> Problem to work on:
Change "rock rails" to "rock sliders" in the T-100 build plans, starting with "Install a power" and going on through "rails out of.", and write out that stretch of the text.

> Quoted passage:
::::::::
T-100 Build Up Plans

I am in the process of doing some modifications to my T-100 to make it worthy of doing some back-country exploring. Current plans/modifications include:

Installing a dual battery set up in it (not the Painless one, but a better one that works automatically).
Installed Aisan (stock) hubs and 1.5" ball joint spacers
Installed a rear 1" lift block to match front lift.
Installed Rancho 5000 shocks to match with the lift and travel.
I currently have 31x11.50 MT's, but would like to go to 33x10.50's.

I have a Coleman Thermoelectric 12 volt fridge that I wired up an outlet for in the rear of my bed.
The previous owner had a fiberglass shell that I received with the truck.
Install a power inverter to run small appliances.

I plan on adding a rear Aussie or Lock Rite locker
I have some square tube to build some rock rails out of.
Plans for making a a front bumper with a receiver hitch/brush guard.
::::::::
[Data items]
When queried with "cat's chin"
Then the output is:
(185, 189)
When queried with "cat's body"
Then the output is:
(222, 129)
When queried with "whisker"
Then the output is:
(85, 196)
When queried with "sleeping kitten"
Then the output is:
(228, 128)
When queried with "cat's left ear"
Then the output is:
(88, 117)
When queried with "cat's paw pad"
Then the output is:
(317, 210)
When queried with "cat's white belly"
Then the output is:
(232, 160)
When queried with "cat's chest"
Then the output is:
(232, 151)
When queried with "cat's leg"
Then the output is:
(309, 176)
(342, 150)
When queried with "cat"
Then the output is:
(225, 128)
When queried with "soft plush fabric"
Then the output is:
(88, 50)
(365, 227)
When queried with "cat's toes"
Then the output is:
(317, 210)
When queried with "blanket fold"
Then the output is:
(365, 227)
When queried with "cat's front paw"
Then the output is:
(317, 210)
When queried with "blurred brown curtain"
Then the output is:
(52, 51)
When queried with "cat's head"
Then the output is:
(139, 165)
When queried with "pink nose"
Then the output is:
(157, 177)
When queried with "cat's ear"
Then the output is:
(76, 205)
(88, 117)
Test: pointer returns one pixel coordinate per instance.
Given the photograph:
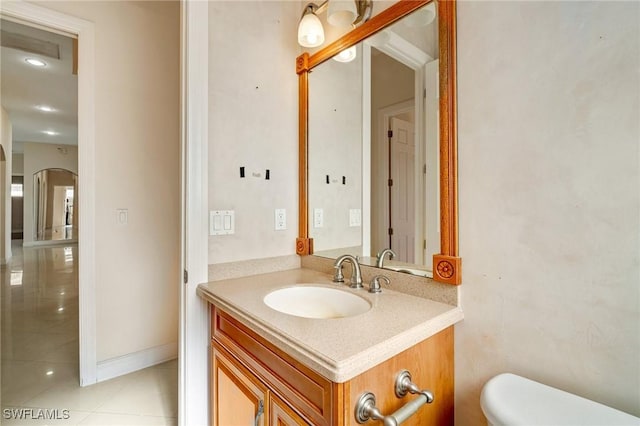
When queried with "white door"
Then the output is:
(432, 163)
(401, 208)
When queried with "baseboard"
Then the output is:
(49, 243)
(129, 363)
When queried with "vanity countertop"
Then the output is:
(338, 349)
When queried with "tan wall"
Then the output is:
(137, 155)
(253, 95)
(17, 163)
(549, 198)
(5, 187)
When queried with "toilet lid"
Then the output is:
(508, 399)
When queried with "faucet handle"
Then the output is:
(338, 277)
(375, 286)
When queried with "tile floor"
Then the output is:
(39, 353)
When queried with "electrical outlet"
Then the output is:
(281, 219)
(318, 218)
(122, 216)
(355, 217)
(222, 222)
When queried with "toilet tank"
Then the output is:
(508, 399)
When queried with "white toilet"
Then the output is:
(508, 400)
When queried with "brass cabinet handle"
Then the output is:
(366, 407)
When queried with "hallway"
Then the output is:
(39, 350)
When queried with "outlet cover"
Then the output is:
(355, 217)
(318, 218)
(222, 222)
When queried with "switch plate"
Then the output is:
(281, 219)
(318, 218)
(122, 216)
(355, 217)
(221, 222)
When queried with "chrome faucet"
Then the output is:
(382, 254)
(356, 275)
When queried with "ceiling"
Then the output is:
(24, 87)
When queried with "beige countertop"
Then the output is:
(341, 348)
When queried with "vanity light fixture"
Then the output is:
(310, 31)
(341, 13)
(36, 62)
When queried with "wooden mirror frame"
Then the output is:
(447, 264)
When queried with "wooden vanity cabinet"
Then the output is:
(247, 369)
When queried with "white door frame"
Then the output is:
(406, 53)
(384, 116)
(36, 15)
(193, 388)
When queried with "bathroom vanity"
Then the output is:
(287, 370)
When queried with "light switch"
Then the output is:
(281, 219)
(221, 222)
(318, 218)
(122, 216)
(355, 217)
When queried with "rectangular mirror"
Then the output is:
(377, 143)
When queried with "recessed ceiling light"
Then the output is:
(36, 62)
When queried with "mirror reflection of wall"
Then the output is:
(393, 157)
(54, 201)
(335, 172)
(391, 85)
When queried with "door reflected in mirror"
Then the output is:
(373, 170)
(55, 205)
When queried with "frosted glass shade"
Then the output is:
(310, 31)
(342, 13)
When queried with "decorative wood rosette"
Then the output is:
(304, 246)
(447, 269)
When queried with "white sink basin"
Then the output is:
(310, 301)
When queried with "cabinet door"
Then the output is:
(238, 398)
(282, 415)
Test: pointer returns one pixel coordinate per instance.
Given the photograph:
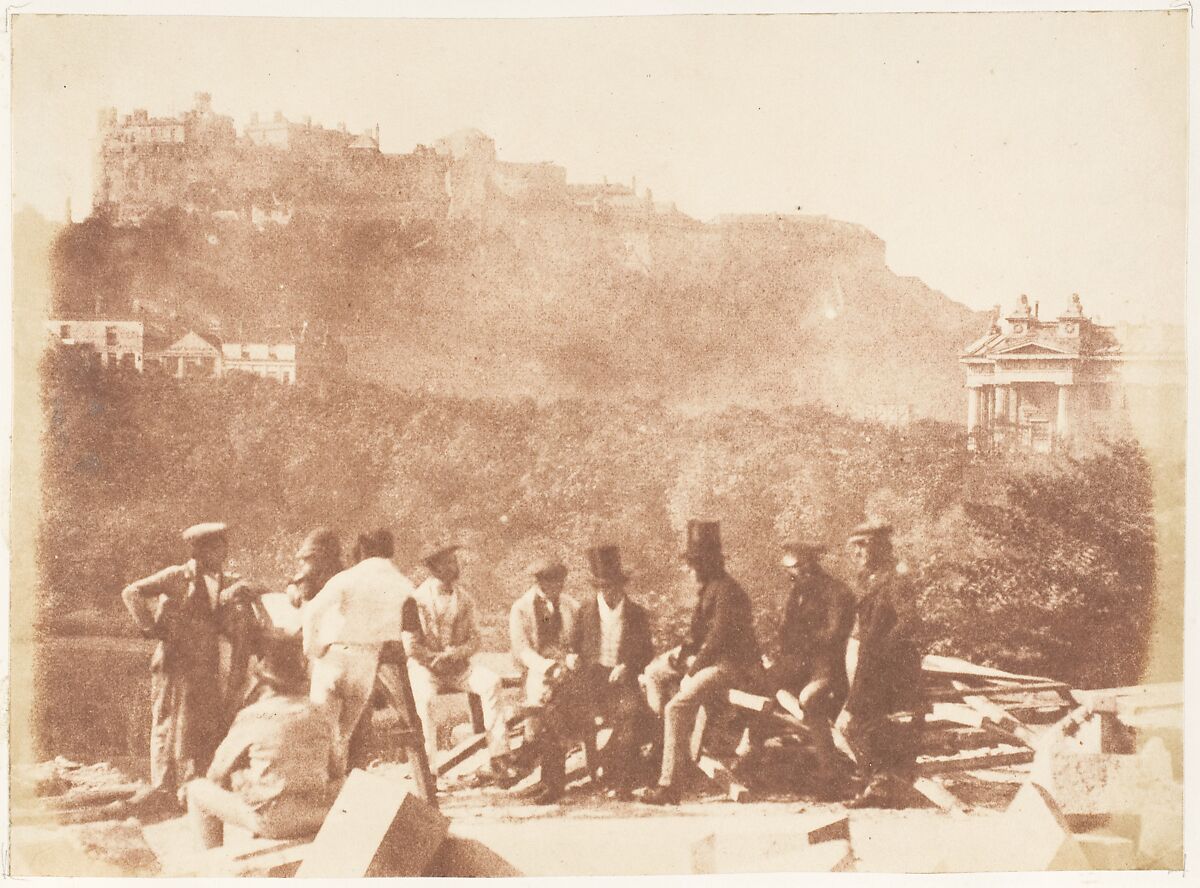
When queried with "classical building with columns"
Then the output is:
(1043, 385)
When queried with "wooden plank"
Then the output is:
(975, 762)
(469, 747)
(996, 714)
(715, 771)
(939, 795)
(754, 702)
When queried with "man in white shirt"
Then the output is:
(541, 630)
(613, 643)
(439, 647)
(346, 628)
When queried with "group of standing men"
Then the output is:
(267, 747)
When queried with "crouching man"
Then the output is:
(886, 706)
(809, 669)
(275, 772)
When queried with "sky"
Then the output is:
(996, 154)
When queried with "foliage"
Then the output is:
(1038, 564)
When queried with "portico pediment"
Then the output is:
(1032, 349)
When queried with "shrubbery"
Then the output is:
(1039, 564)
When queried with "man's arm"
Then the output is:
(138, 595)
(233, 749)
(520, 643)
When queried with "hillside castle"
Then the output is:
(197, 162)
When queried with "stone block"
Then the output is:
(780, 852)
(468, 858)
(375, 828)
(1108, 852)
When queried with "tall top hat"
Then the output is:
(801, 552)
(703, 540)
(604, 562)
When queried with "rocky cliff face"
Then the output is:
(559, 301)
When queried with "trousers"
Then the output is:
(210, 807)
(475, 679)
(679, 707)
(342, 682)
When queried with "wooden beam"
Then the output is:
(975, 762)
(715, 771)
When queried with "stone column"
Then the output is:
(1062, 425)
(972, 417)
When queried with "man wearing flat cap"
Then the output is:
(720, 651)
(886, 706)
(613, 643)
(441, 643)
(809, 669)
(541, 631)
(191, 609)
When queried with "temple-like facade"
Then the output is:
(1042, 385)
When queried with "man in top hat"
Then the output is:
(345, 629)
(809, 669)
(275, 772)
(719, 652)
(613, 643)
(190, 607)
(541, 631)
(439, 645)
(887, 672)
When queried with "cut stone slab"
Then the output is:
(376, 827)
(468, 858)
(787, 852)
(1108, 852)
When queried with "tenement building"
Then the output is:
(1043, 385)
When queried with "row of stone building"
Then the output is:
(1041, 385)
(127, 345)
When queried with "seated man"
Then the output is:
(613, 643)
(720, 652)
(886, 706)
(441, 636)
(809, 670)
(274, 774)
(541, 628)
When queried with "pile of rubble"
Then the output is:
(1014, 773)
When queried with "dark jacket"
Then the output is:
(635, 649)
(721, 627)
(887, 678)
(813, 635)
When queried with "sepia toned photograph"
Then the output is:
(598, 445)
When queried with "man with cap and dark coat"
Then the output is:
(886, 705)
(809, 666)
(541, 631)
(439, 645)
(275, 773)
(190, 609)
(613, 643)
(720, 651)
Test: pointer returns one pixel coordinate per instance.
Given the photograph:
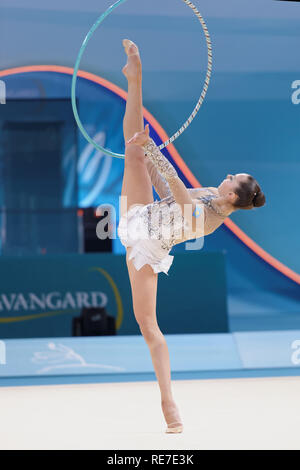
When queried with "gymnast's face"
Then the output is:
(230, 183)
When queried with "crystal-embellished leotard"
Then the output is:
(153, 229)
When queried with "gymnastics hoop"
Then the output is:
(197, 107)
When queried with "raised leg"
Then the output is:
(137, 185)
(137, 189)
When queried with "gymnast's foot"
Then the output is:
(133, 68)
(172, 417)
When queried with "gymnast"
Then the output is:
(148, 253)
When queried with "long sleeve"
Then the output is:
(159, 182)
(162, 164)
(177, 187)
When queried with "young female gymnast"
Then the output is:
(143, 220)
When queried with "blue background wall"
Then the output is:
(248, 122)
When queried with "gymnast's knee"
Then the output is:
(151, 333)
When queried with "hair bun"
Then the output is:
(259, 199)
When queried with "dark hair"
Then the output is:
(249, 195)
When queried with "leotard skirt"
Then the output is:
(133, 232)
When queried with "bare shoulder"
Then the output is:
(214, 190)
(198, 191)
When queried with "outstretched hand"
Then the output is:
(140, 138)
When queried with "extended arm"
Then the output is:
(160, 184)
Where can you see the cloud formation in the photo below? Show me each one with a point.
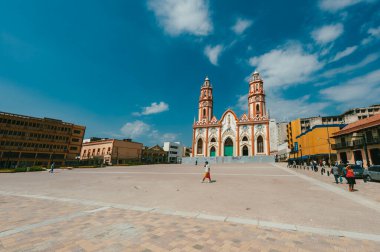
(286, 66)
(213, 53)
(183, 16)
(154, 108)
(327, 33)
(241, 25)
(336, 5)
(374, 34)
(352, 67)
(138, 129)
(344, 53)
(358, 91)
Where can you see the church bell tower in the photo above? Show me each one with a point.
(205, 111)
(256, 97)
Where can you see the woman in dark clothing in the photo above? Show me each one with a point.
(350, 176)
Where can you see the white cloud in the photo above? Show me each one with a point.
(327, 33)
(135, 129)
(344, 53)
(348, 68)
(359, 91)
(286, 66)
(213, 53)
(154, 108)
(374, 34)
(285, 110)
(241, 25)
(139, 129)
(183, 16)
(336, 5)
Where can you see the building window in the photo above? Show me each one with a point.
(245, 150)
(260, 144)
(200, 146)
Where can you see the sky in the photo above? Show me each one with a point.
(133, 69)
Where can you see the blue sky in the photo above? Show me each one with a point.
(134, 68)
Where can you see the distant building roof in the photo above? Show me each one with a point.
(359, 125)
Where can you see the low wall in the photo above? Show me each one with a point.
(221, 160)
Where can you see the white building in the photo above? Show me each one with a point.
(174, 150)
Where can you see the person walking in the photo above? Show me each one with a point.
(207, 172)
(52, 167)
(335, 172)
(350, 178)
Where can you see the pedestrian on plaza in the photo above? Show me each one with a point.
(52, 167)
(350, 178)
(207, 173)
(360, 163)
(335, 172)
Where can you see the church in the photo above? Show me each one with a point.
(247, 135)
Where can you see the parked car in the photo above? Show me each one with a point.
(372, 173)
(358, 170)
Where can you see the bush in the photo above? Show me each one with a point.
(30, 169)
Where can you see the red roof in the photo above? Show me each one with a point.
(359, 125)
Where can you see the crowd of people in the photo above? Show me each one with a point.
(340, 171)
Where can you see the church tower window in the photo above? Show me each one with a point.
(260, 144)
(200, 146)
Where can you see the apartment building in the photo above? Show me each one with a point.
(28, 141)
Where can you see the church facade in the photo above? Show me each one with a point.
(247, 135)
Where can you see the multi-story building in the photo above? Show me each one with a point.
(174, 150)
(186, 151)
(247, 135)
(154, 154)
(111, 151)
(359, 141)
(301, 125)
(281, 133)
(273, 136)
(29, 141)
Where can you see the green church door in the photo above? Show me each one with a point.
(228, 148)
(212, 152)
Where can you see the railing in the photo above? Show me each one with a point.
(355, 143)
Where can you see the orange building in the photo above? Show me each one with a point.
(111, 151)
(359, 141)
(28, 141)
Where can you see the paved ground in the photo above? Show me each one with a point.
(164, 207)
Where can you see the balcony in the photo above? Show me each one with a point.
(359, 143)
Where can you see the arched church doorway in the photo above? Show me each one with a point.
(212, 151)
(228, 147)
(200, 146)
(260, 144)
(245, 150)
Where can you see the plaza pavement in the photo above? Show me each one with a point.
(250, 207)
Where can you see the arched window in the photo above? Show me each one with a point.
(200, 146)
(245, 150)
(228, 147)
(260, 144)
(212, 151)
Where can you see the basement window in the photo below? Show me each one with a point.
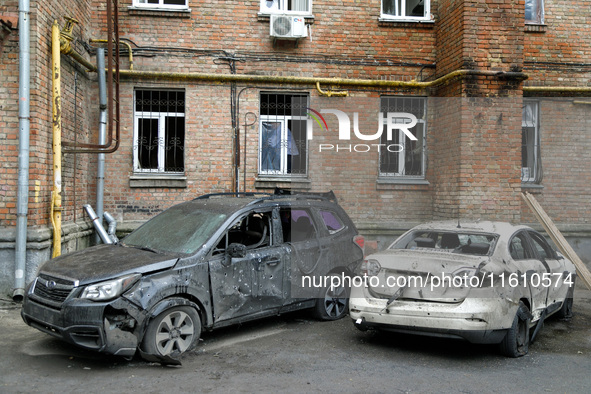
(534, 12)
(283, 145)
(531, 164)
(159, 132)
(162, 4)
(403, 157)
(406, 10)
(299, 7)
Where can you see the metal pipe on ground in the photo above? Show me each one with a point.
(97, 225)
(100, 177)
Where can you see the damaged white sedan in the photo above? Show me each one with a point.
(488, 282)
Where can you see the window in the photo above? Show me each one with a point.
(164, 4)
(297, 225)
(403, 156)
(518, 247)
(534, 12)
(531, 170)
(159, 131)
(332, 222)
(406, 9)
(282, 134)
(544, 250)
(286, 6)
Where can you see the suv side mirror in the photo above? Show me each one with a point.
(236, 250)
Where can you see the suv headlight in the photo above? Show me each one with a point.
(105, 291)
(370, 267)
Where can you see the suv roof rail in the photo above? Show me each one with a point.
(330, 196)
(278, 193)
(236, 194)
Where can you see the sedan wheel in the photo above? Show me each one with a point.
(334, 303)
(173, 332)
(516, 342)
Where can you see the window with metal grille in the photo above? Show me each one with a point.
(402, 156)
(159, 131)
(283, 148)
(286, 6)
(409, 10)
(531, 166)
(534, 12)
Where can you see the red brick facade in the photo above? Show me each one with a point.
(474, 122)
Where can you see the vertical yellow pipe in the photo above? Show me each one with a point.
(56, 205)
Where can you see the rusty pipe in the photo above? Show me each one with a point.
(128, 45)
(56, 205)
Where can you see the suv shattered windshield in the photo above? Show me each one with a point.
(180, 229)
(478, 244)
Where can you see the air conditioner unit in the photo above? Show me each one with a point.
(288, 27)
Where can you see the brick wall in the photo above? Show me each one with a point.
(473, 157)
(557, 54)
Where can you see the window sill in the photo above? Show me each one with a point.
(535, 28)
(166, 181)
(389, 183)
(271, 182)
(263, 17)
(159, 12)
(532, 187)
(421, 23)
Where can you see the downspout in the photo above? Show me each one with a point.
(252, 78)
(100, 177)
(98, 226)
(23, 155)
(56, 196)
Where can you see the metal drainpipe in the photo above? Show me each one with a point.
(23, 155)
(100, 177)
(56, 206)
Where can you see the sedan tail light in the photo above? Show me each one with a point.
(370, 267)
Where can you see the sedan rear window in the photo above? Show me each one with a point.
(448, 241)
(180, 229)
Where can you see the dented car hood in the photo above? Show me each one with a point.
(105, 262)
(426, 261)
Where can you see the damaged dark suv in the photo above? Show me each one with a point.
(215, 261)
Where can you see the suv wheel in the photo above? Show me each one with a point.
(333, 302)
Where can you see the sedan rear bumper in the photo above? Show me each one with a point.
(475, 320)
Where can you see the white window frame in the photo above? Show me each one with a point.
(531, 174)
(161, 116)
(280, 7)
(161, 5)
(284, 121)
(402, 140)
(539, 16)
(400, 12)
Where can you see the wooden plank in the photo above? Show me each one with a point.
(558, 238)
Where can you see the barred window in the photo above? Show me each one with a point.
(406, 9)
(286, 6)
(159, 131)
(531, 165)
(283, 146)
(402, 156)
(534, 12)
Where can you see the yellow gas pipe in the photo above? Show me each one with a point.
(56, 195)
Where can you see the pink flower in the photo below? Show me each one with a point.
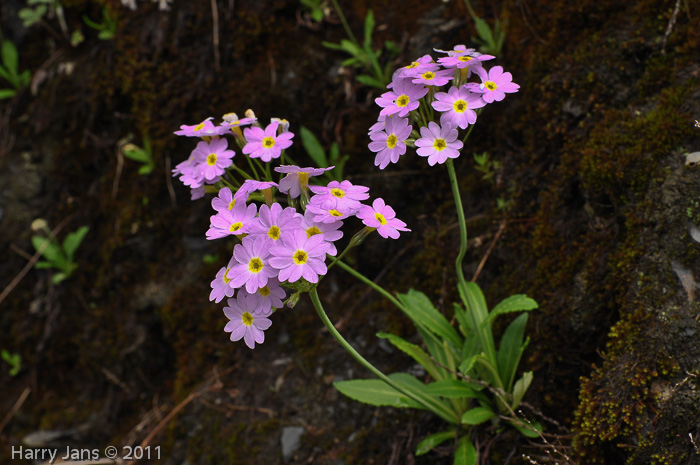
(273, 221)
(342, 196)
(390, 143)
(494, 85)
(212, 158)
(247, 322)
(252, 268)
(204, 129)
(382, 217)
(458, 106)
(266, 144)
(299, 257)
(272, 295)
(232, 222)
(329, 231)
(438, 144)
(403, 98)
(297, 178)
(434, 78)
(220, 286)
(421, 65)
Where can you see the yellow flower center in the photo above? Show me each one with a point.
(402, 100)
(459, 106)
(439, 144)
(300, 257)
(273, 233)
(255, 265)
(380, 218)
(312, 231)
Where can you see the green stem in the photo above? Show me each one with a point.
(341, 16)
(426, 402)
(461, 219)
(372, 284)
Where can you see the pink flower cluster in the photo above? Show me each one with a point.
(209, 160)
(280, 246)
(408, 90)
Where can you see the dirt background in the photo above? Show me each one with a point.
(599, 229)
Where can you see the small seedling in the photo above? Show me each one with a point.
(14, 360)
(318, 155)
(59, 256)
(486, 166)
(316, 8)
(9, 70)
(107, 28)
(364, 56)
(142, 155)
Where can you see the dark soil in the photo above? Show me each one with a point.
(598, 229)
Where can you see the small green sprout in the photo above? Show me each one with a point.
(318, 155)
(486, 166)
(142, 155)
(107, 28)
(364, 56)
(14, 360)
(58, 256)
(9, 70)
(317, 9)
(491, 40)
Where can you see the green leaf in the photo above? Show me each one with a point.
(313, 147)
(351, 48)
(52, 252)
(532, 430)
(451, 388)
(10, 58)
(30, 16)
(477, 416)
(434, 440)
(331, 45)
(520, 388)
(58, 277)
(514, 303)
(137, 154)
(369, 29)
(466, 452)
(511, 349)
(146, 169)
(73, 240)
(375, 392)
(370, 81)
(462, 319)
(421, 310)
(483, 30)
(414, 351)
::::::::
> The result:
Install a power inverter to run small appliances.

I plan on adding a rear Aussie or Lock Rite locker
I have some square tube to build some rock sliders out of.